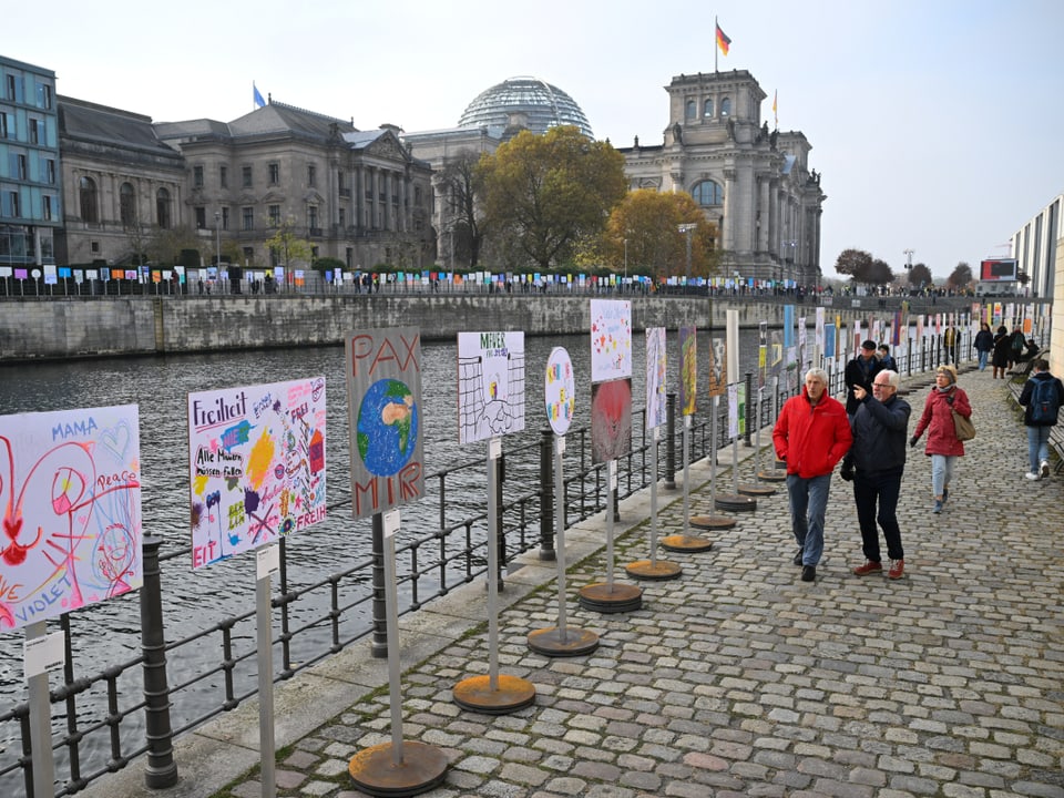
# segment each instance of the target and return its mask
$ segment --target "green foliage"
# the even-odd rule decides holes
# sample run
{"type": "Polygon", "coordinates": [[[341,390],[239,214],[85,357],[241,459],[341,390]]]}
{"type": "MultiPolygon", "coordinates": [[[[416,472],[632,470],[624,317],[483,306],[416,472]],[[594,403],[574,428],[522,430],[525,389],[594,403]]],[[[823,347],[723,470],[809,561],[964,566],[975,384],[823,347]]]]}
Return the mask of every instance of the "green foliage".
{"type": "Polygon", "coordinates": [[[503,257],[546,269],[569,262],[582,238],[601,234],[624,197],[624,156],[576,127],[522,131],[477,166],[484,224],[503,257]]]}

──────────

Exercise task: Print the complete listing exactly, apart from any pictures.

Answer to the exercise:
# segment each instance of the target and return its mask
$ segment --target "green foliage"
# the even-odd rule decides holes
# sample run
{"type": "Polygon", "coordinates": [[[341,390],[239,214],[85,357],[241,459],[341,390]]]}
{"type": "MultiPolygon", "coordinates": [[[[416,472],[632,470],[624,317],[483,306],[416,472]],[[594,403],[574,428],[522,430],[525,389],[594,403]]],[[[823,347],[723,470],[809,561],[964,566],[975,384],[823,347]]]]}
Return the mask of every instance of the "green foliage".
{"type": "Polygon", "coordinates": [[[503,257],[546,269],[569,262],[582,238],[601,234],[624,197],[624,156],[576,127],[522,131],[477,166],[484,224],[503,257]]]}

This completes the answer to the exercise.